--- Task details ---
Could you write out the material below word for word, starting with the line that contains "Where can the white bougainvillea" and going on through the last line of the material?
* begin Records to process *
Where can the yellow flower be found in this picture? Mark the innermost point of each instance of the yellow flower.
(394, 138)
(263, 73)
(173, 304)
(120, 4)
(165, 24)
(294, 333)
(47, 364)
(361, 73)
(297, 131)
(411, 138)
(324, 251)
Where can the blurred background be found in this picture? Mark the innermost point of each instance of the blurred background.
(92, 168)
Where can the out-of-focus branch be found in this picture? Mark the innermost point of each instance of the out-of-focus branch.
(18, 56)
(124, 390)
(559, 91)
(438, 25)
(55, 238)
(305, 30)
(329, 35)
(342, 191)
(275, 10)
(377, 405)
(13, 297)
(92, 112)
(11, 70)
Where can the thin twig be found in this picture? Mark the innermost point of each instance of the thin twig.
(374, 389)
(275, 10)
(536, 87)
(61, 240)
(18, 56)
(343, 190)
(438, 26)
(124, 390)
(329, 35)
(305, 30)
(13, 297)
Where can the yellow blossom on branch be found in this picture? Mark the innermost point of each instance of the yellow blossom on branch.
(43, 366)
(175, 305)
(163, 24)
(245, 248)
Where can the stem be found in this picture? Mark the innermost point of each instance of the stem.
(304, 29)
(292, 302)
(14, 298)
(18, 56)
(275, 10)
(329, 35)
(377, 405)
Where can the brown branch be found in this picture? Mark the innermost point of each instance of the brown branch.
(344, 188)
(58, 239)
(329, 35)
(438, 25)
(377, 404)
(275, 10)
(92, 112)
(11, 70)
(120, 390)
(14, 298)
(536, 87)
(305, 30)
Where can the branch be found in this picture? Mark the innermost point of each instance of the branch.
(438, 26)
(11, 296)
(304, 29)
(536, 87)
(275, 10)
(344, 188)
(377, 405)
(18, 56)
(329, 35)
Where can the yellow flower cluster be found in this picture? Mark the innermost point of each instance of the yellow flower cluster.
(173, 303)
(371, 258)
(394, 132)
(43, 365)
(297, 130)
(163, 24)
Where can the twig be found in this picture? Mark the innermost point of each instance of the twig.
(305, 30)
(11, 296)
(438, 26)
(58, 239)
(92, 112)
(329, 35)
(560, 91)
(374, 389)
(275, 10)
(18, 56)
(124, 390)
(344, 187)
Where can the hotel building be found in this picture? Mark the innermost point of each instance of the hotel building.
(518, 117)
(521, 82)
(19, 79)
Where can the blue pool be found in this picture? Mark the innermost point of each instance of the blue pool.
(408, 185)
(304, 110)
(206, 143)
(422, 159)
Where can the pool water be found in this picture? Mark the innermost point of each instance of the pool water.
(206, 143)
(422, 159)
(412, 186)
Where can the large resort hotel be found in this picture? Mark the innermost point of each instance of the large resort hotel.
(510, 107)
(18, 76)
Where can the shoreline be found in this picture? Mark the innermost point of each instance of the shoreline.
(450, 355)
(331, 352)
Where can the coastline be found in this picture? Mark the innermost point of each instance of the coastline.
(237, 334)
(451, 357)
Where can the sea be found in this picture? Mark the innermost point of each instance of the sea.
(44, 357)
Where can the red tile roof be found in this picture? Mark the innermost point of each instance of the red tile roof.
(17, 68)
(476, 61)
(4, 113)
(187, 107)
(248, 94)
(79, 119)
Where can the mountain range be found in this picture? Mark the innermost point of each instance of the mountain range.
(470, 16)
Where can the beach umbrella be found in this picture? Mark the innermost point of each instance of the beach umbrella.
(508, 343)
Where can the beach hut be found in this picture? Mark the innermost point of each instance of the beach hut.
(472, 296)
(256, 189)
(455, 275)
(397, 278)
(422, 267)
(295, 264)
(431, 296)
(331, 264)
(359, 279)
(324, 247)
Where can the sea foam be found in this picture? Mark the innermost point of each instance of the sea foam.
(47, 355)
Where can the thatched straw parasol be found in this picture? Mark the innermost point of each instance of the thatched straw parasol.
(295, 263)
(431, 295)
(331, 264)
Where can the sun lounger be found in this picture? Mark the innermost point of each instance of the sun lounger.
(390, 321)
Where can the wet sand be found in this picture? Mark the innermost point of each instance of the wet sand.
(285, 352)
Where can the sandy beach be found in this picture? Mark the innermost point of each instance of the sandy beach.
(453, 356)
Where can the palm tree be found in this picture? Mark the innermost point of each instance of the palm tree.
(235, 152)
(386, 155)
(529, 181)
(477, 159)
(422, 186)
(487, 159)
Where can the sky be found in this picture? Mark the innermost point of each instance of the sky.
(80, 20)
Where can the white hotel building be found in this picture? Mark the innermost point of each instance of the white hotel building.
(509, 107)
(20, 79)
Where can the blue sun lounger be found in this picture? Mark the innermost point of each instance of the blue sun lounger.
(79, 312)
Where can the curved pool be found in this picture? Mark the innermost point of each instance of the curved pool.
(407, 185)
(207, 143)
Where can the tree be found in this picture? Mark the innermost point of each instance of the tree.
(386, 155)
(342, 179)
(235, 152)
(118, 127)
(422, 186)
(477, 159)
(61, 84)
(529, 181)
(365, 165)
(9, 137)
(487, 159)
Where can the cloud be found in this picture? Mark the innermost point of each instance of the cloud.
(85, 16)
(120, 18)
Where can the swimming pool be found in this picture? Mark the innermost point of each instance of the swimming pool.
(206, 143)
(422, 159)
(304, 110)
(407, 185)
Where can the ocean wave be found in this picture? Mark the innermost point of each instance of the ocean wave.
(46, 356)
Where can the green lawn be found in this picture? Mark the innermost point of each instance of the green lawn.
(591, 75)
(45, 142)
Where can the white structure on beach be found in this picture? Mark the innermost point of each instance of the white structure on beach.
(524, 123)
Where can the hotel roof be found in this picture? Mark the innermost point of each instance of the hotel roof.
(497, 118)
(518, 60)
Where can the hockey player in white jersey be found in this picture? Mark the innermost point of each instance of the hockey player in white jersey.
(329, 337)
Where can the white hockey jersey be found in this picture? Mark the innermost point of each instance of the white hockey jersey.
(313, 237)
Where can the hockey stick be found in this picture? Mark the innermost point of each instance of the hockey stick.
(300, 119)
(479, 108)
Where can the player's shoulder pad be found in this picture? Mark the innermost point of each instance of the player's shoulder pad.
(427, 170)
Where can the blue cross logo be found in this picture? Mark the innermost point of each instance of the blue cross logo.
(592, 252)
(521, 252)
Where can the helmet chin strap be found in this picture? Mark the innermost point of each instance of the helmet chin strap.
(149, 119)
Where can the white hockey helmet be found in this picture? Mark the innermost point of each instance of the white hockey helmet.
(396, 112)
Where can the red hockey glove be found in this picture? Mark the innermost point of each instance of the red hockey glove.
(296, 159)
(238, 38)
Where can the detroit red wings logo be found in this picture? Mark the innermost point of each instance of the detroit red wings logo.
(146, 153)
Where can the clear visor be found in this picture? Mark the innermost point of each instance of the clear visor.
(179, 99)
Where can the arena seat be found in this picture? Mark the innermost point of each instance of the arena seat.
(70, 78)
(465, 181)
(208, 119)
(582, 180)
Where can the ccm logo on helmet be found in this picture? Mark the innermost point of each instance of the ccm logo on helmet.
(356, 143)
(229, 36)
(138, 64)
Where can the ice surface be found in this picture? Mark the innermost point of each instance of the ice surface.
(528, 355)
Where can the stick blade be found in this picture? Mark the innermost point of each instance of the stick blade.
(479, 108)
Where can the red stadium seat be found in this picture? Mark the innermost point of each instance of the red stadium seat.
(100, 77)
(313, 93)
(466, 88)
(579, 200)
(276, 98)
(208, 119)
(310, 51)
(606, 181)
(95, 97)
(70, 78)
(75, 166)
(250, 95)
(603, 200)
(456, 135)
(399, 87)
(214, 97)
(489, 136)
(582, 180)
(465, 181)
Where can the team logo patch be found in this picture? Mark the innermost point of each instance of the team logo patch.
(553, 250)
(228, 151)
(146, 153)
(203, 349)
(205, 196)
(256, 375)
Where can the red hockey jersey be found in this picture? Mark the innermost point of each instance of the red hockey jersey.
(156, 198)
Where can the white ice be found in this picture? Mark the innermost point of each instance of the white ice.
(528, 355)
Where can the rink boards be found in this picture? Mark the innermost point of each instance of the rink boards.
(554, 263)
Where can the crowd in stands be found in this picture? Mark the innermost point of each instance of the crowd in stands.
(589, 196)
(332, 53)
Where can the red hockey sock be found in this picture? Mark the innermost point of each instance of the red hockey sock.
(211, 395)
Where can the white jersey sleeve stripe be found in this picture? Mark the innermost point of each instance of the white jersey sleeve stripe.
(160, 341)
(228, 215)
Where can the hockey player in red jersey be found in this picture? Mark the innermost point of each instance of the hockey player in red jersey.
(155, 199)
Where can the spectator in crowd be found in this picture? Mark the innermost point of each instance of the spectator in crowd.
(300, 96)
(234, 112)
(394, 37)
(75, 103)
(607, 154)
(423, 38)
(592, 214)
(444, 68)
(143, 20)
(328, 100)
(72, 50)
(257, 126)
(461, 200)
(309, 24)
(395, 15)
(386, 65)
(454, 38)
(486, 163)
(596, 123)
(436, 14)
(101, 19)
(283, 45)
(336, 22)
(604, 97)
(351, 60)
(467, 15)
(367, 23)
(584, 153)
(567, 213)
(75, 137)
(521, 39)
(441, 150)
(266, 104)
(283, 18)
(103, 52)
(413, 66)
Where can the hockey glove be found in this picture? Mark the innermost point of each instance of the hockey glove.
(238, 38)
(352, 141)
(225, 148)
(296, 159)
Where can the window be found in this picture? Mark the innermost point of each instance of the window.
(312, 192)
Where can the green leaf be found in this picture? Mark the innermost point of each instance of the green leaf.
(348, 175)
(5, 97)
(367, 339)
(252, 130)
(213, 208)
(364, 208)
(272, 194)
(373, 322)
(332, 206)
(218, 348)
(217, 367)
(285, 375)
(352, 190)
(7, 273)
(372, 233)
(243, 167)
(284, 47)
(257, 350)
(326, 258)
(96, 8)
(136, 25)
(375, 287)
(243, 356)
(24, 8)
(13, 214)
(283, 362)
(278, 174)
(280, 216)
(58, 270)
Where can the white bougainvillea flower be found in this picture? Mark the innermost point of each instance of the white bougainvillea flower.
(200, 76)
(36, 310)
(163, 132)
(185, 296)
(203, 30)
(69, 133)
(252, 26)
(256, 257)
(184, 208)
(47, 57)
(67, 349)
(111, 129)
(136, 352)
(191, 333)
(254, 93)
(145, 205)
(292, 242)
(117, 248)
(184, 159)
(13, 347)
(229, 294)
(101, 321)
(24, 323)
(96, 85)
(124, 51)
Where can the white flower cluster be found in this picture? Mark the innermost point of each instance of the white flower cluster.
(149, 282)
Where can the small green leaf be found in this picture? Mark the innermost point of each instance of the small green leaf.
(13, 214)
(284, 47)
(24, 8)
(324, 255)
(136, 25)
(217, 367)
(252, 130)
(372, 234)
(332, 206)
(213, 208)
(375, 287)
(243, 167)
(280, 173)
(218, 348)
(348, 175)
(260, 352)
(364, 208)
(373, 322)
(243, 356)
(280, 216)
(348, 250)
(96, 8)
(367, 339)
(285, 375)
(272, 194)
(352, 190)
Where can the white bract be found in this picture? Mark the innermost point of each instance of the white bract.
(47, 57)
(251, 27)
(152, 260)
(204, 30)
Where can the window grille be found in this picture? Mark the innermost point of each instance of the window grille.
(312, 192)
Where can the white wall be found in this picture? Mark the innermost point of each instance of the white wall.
* end Records to process *
--- The result ---
Where can the white bougainvillea flower be found in this picture? Mark the innermost point of each instance of the white bougainvillea flower.
(200, 76)
(36, 310)
(163, 132)
(185, 296)
(203, 30)
(69, 133)
(252, 26)
(256, 257)
(184, 208)
(47, 57)
(67, 349)
(111, 129)
(136, 352)
(191, 333)
(254, 93)
(145, 205)
(292, 242)
(117, 248)
(184, 159)
(13, 347)
(229, 294)
(101, 321)
(24, 323)
(96, 85)
(124, 51)
Where can the white flower cluster be found in this picture? Mark the innermost point of each instance of the white flower cluster.
(149, 282)
Where can the small green leaf be found in this picture? Mark the innermost point of each instance of the small green leaf.
(13, 214)
(284, 47)
(24, 8)
(324, 255)
(136, 25)
(217, 367)
(252, 130)
(372, 234)
(332, 206)
(213, 208)
(375, 287)
(243, 167)
(280, 173)
(218, 348)
(348, 175)
(260, 352)
(364, 208)
(373, 322)
(243, 356)
(280, 216)
(348, 250)
(96, 8)
(367, 339)
(285, 375)
(272, 194)
(352, 190)
Where can the white bract be found in this picture? Mark the innermost point of each instance of the white bract.
(47, 57)
(251, 27)
(152, 260)
(204, 30)
Where can the window grille be found in this picture? Mark the innermost point of each instance of the window grille.
(312, 192)
Where can the white wall be found in this picture? Mark the innermost point of each instance of the white wall.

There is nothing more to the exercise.